## Page

Search code examples
sqldjangodjango-modelsormdjango-queryset

Using Django ORM to query a Model with two FKs that are related through an unique_together constraint on a third Model


I am currently facing a challenge in creating a QuerySet that accurately represents the relationships within my Django models. I have a model equipped with two foreign keys, FK1 and FK2. These two foreign keys, when combined, create a tuple representing a classification (FK1, FK2 -> CLS.pk). This relationship is managed and represented through another model, where I store the records corresponding to these foreign keys and the resulting classification (FK1, FK2, CLS.pk).

Defining my question has been a challenge in itself, so I've tried to simplify the relationship to illustrate the core idea of what I'm attempting to achieve here.

class Event(models.Model):
    value = models.DecimalField(decimal_places=2, max_digits=11, default=0.0)
    event_date = models.DateField()

## Dataset
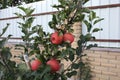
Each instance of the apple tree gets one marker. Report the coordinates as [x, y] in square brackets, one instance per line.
[50, 50]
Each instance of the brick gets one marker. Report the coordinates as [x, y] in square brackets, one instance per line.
[95, 63]
[94, 55]
[96, 71]
[118, 57]
[109, 73]
[108, 56]
[108, 65]
[101, 68]
[101, 52]
[102, 77]
[114, 78]
[114, 53]
[95, 78]
[118, 66]
[89, 51]
[101, 60]
[114, 61]
[114, 70]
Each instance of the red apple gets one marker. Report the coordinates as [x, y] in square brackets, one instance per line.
[56, 38]
[35, 64]
[68, 37]
[54, 64]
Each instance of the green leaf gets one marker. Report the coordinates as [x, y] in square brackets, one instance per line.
[70, 74]
[92, 16]
[96, 29]
[89, 25]
[4, 30]
[98, 20]
[6, 53]
[71, 56]
[75, 66]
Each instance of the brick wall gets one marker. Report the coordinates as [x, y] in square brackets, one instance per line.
[105, 64]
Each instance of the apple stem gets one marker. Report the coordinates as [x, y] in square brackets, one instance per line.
[26, 58]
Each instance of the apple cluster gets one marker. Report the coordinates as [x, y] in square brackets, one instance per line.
[58, 39]
[53, 63]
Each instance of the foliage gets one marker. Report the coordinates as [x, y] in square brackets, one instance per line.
[9, 3]
[38, 43]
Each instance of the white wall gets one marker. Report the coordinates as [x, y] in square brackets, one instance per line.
[110, 24]
[40, 7]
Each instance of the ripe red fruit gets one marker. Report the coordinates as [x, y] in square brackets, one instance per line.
[35, 64]
[68, 37]
[56, 38]
[54, 64]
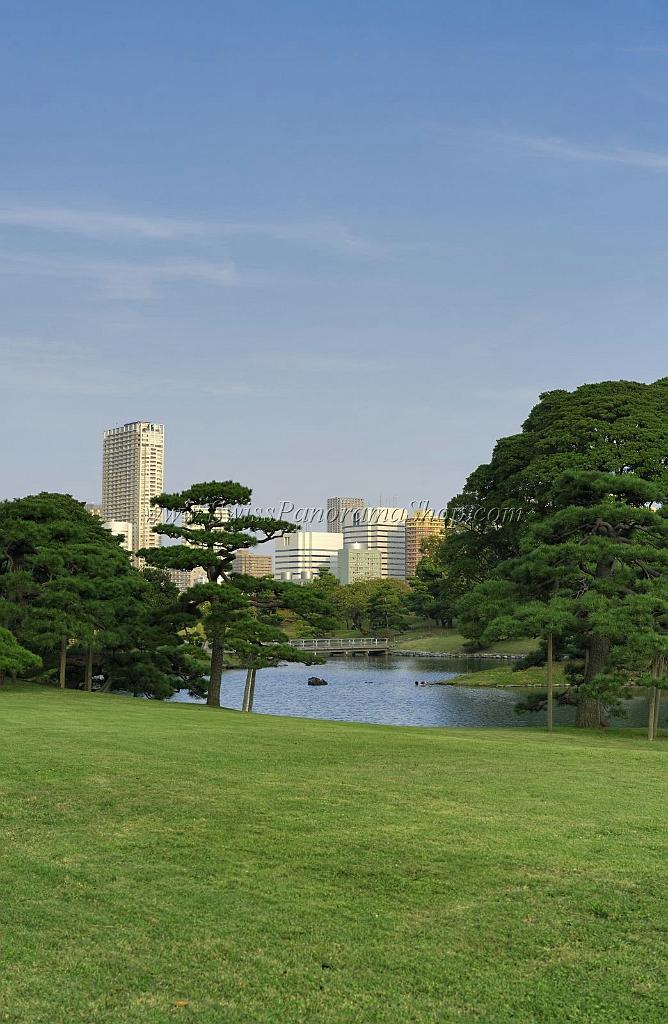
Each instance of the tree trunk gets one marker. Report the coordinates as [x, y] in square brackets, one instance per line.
[591, 713]
[657, 707]
[244, 706]
[88, 679]
[215, 674]
[550, 684]
[64, 663]
[251, 692]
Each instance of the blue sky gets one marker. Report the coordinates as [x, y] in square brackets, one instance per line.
[336, 248]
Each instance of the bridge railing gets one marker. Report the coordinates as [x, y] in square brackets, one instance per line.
[345, 643]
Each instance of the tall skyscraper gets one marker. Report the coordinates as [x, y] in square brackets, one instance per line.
[299, 557]
[132, 473]
[250, 564]
[422, 525]
[339, 512]
[382, 529]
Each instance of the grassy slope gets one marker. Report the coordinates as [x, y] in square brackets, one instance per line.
[502, 675]
[270, 869]
[449, 641]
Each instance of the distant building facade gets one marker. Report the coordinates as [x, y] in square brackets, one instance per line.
[300, 556]
[355, 564]
[132, 473]
[381, 529]
[249, 563]
[339, 512]
[184, 579]
[420, 526]
[124, 530]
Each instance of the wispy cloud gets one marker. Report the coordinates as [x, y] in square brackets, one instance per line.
[127, 280]
[110, 226]
[50, 367]
[564, 150]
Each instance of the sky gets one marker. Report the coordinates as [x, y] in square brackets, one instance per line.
[335, 248]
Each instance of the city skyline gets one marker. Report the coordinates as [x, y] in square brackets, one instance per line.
[372, 248]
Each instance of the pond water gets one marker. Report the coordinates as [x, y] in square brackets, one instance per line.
[382, 690]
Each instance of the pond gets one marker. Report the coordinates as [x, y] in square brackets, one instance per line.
[382, 690]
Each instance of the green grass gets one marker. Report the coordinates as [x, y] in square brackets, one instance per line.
[502, 675]
[451, 642]
[264, 869]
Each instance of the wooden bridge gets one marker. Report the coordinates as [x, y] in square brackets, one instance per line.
[345, 645]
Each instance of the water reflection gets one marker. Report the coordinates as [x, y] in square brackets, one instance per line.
[382, 690]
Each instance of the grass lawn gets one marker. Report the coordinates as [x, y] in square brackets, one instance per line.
[451, 642]
[502, 675]
[172, 863]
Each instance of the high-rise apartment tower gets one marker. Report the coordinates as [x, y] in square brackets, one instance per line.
[132, 473]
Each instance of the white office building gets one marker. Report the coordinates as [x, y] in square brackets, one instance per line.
[300, 557]
[339, 512]
[122, 529]
[355, 564]
[381, 529]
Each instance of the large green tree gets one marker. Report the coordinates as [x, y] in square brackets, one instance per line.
[617, 427]
[70, 594]
[593, 574]
[205, 521]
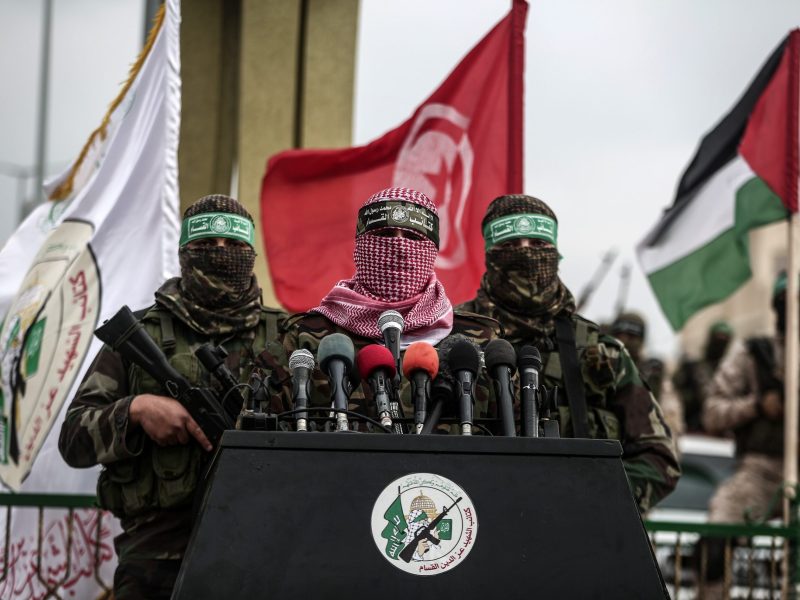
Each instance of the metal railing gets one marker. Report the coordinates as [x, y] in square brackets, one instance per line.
[47, 502]
[752, 558]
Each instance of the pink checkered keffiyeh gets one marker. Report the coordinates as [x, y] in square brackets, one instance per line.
[392, 273]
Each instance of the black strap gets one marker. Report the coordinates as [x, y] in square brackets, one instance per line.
[573, 382]
[167, 332]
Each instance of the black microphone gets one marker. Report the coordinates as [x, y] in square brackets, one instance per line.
[501, 362]
[301, 363]
[443, 386]
[529, 364]
[464, 362]
[336, 354]
[391, 324]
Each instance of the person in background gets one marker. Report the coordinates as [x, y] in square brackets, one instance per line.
[692, 376]
[523, 291]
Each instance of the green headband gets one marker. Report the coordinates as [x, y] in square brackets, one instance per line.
[227, 225]
[401, 215]
[510, 227]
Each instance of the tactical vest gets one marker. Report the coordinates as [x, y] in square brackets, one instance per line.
[762, 435]
[603, 423]
[163, 477]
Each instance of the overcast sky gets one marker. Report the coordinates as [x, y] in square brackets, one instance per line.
[618, 94]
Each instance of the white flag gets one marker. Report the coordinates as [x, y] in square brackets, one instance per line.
[71, 265]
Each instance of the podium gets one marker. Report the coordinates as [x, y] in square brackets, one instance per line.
[338, 515]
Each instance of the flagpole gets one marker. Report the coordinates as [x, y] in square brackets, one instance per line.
[516, 58]
[791, 379]
[792, 334]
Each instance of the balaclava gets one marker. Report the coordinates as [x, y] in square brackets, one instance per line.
[392, 272]
[719, 336]
[521, 287]
[630, 328]
[392, 269]
[217, 292]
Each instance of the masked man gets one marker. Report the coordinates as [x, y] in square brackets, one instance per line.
[151, 449]
[692, 377]
[397, 240]
[745, 398]
[605, 396]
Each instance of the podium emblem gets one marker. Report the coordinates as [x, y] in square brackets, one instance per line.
[424, 524]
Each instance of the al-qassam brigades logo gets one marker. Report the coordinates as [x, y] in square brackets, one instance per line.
[424, 524]
[43, 341]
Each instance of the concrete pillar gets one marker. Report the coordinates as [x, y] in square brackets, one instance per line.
[259, 77]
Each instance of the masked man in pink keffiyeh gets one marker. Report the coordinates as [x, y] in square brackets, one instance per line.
[396, 245]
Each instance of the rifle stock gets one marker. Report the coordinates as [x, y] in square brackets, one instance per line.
[125, 334]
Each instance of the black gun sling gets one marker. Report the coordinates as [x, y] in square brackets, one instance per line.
[573, 382]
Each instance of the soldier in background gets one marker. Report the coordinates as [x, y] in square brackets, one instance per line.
[394, 258]
[521, 289]
[692, 377]
[745, 398]
[151, 449]
[630, 328]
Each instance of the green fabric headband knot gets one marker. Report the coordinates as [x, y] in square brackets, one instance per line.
[226, 225]
[527, 225]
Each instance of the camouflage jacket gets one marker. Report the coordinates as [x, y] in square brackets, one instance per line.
[619, 405]
[306, 331]
[149, 487]
[733, 396]
[690, 381]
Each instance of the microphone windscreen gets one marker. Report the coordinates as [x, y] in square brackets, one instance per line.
[374, 357]
[391, 318]
[529, 358]
[500, 353]
[301, 358]
[421, 356]
[336, 345]
[464, 357]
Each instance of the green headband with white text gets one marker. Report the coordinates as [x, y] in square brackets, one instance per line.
[510, 227]
[227, 225]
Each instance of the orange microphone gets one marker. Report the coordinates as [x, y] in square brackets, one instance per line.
[420, 365]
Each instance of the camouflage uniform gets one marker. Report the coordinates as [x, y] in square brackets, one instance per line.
[150, 488]
[522, 290]
[306, 331]
[619, 406]
[732, 405]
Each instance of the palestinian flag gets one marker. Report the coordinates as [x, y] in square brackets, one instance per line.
[744, 175]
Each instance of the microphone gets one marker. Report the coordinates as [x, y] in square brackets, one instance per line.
[529, 364]
[391, 325]
[501, 362]
[420, 365]
[301, 363]
[376, 364]
[464, 362]
[336, 354]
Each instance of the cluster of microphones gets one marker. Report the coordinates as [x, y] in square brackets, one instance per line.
[443, 382]
[441, 379]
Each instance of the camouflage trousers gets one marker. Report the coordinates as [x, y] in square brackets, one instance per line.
[141, 579]
[750, 490]
[746, 495]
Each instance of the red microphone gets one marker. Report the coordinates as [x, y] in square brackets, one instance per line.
[420, 365]
[376, 364]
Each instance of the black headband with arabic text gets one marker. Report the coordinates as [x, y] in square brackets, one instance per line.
[401, 215]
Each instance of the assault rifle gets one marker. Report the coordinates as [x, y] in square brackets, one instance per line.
[125, 334]
[426, 533]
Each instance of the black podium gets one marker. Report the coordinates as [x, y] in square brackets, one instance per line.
[337, 515]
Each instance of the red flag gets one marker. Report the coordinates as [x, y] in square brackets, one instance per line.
[462, 147]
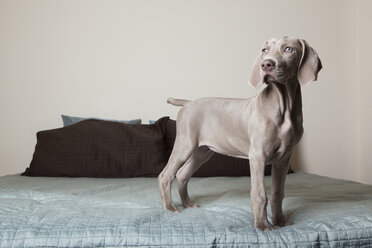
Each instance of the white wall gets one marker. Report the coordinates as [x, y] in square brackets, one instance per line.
[122, 59]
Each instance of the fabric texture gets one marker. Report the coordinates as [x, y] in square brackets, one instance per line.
[96, 212]
[96, 148]
[70, 120]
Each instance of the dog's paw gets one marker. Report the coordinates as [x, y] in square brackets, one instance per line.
[190, 204]
[281, 221]
[172, 208]
[264, 225]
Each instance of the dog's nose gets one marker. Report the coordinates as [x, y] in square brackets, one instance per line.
[267, 65]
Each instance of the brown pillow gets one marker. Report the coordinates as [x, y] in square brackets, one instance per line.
[218, 164]
[96, 148]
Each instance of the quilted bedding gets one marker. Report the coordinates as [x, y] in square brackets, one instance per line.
[85, 212]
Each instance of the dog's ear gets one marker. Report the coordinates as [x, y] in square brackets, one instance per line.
[255, 79]
[309, 65]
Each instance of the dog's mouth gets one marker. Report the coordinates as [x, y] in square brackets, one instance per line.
[272, 77]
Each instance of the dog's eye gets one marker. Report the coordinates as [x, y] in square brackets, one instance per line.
[288, 49]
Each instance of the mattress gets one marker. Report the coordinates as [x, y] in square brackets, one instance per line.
[87, 212]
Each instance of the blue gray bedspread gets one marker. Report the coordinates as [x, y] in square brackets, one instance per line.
[87, 212]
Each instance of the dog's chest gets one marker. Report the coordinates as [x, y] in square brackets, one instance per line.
[286, 138]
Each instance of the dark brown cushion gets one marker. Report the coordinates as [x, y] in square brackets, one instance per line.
[96, 148]
[218, 164]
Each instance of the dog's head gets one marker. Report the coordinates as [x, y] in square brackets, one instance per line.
[283, 60]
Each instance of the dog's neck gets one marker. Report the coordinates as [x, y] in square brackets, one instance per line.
[289, 100]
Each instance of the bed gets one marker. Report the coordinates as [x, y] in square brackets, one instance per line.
[98, 212]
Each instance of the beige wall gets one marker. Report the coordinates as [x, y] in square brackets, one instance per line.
[122, 59]
[365, 90]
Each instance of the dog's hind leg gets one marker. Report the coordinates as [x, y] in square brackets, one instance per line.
[198, 158]
[181, 152]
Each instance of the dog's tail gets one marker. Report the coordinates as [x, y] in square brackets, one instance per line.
[177, 102]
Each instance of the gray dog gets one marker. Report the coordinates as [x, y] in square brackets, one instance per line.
[264, 128]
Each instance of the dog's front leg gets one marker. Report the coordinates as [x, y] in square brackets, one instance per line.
[258, 193]
[279, 173]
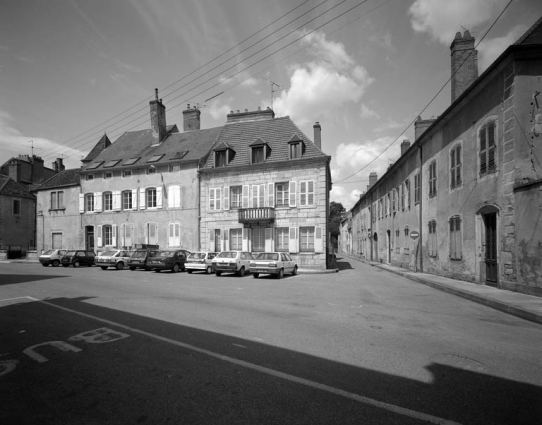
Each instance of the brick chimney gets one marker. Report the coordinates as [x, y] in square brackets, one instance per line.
[405, 144]
[158, 119]
[464, 63]
[191, 120]
[317, 135]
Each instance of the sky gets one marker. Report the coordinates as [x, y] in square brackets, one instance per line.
[71, 71]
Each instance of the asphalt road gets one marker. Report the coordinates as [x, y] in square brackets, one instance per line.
[361, 346]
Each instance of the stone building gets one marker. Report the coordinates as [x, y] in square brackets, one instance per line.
[264, 187]
[464, 200]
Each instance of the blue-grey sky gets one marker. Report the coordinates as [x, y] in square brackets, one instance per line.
[72, 70]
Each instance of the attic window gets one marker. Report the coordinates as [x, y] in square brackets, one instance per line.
[95, 165]
[131, 161]
[155, 158]
[112, 163]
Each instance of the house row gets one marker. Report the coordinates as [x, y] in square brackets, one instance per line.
[465, 199]
[257, 183]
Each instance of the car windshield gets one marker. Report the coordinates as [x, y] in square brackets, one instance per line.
[272, 256]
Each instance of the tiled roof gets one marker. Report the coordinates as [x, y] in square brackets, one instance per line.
[70, 177]
[276, 132]
[138, 144]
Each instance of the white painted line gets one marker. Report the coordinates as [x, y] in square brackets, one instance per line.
[271, 372]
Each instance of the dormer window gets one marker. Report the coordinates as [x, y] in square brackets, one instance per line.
[296, 147]
[260, 151]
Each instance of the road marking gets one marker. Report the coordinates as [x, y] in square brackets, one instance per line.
[271, 372]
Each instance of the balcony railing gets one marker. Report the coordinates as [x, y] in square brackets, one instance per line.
[257, 215]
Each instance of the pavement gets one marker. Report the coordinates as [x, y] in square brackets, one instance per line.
[527, 307]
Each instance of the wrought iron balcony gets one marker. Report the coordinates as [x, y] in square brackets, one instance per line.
[257, 215]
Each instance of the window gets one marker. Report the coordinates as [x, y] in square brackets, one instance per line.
[258, 239]
[306, 193]
[127, 201]
[236, 239]
[455, 167]
[150, 195]
[433, 179]
[89, 202]
[57, 200]
[236, 197]
[487, 149]
[455, 238]
[108, 201]
[215, 196]
[417, 189]
[282, 194]
[281, 239]
[432, 238]
[16, 207]
[306, 239]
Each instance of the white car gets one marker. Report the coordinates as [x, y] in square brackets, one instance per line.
[200, 261]
[237, 262]
[277, 263]
[117, 258]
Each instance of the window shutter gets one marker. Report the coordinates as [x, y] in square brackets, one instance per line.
[98, 201]
[226, 197]
[293, 245]
[292, 194]
[318, 240]
[245, 201]
[268, 239]
[99, 236]
[81, 203]
[271, 194]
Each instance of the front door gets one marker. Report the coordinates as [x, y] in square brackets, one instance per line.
[490, 222]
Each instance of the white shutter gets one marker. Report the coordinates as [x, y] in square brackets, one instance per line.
[245, 196]
[226, 198]
[81, 203]
[293, 245]
[99, 236]
[292, 194]
[318, 240]
[159, 197]
[98, 201]
[270, 195]
[142, 200]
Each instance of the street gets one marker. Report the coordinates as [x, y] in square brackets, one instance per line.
[361, 346]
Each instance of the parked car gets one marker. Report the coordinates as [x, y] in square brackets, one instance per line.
[140, 257]
[277, 263]
[237, 262]
[53, 257]
[200, 261]
[78, 258]
[173, 260]
[117, 258]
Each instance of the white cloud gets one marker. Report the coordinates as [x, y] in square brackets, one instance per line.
[321, 87]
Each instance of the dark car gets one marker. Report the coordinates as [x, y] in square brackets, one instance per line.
[140, 258]
[168, 260]
[78, 258]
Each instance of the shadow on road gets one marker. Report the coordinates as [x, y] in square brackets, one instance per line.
[147, 378]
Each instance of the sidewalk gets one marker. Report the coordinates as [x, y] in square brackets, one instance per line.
[525, 306]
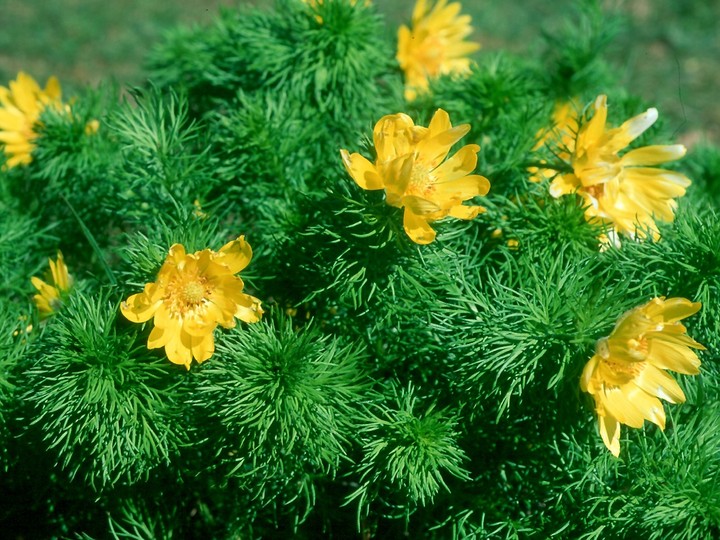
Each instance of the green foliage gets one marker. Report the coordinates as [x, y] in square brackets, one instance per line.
[282, 407]
[406, 453]
[103, 407]
[390, 389]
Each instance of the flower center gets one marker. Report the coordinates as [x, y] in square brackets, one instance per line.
[193, 292]
[419, 183]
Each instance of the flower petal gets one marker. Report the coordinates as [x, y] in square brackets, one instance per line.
[203, 347]
[653, 155]
[249, 309]
[139, 307]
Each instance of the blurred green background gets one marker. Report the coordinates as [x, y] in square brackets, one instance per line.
[668, 51]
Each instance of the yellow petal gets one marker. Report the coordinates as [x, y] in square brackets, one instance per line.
[203, 347]
[649, 405]
[667, 355]
[159, 337]
[619, 138]
[587, 375]
[465, 212]
[658, 383]
[594, 129]
[564, 184]
[462, 163]
[179, 349]
[249, 309]
[393, 136]
[610, 433]
[198, 326]
[420, 206]
[653, 155]
[433, 150]
[676, 309]
[138, 308]
[619, 406]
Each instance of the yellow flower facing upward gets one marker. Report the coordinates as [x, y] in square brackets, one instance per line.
[50, 295]
[560, 138]
[626, 194]
[626, 376]
[20, 108]
[412, 169]
[435, 45]
[194, 293]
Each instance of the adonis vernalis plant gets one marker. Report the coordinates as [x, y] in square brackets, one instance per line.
[387, 390]
[625, 193]
[20, 108]
[195, 292]
[411, 168]
[50, 295]
[627, 374]
[435, 45]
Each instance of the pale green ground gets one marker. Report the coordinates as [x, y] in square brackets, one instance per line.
[669, 52]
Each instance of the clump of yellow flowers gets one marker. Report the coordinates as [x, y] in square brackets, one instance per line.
[625, 193]
[435, 45]
[50, 295]
[412, 169]
[193, 293]
[20, 108]
[626, 376]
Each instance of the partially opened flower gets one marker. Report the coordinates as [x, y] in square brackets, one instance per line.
[625, 194]
[411, 167]
[50, 295]
[434, 45]
[194, 293]
[627, 374]
[20, 108]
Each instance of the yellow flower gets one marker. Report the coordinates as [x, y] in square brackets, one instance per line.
[50, 296]
[20, 108]
[411, 168]
[623, 193]
[560, 138]
[626, 376]
[434, 46]
[192, 295]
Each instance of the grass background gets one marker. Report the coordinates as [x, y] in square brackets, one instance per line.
[668, 51]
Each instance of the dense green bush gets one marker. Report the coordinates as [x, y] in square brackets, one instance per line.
[391, 389]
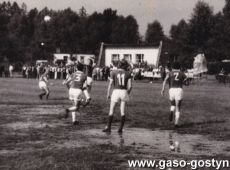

## Written problem
Answer these about the Django question:
(a) What are the two foreign keys on the model called?
(b) How many decimal places does the value field in the Event class allow?
(c) Which field type is used for event_date?

## Finished answer
(a) FK1 and FK2.
(b) Two.
(c) DateField.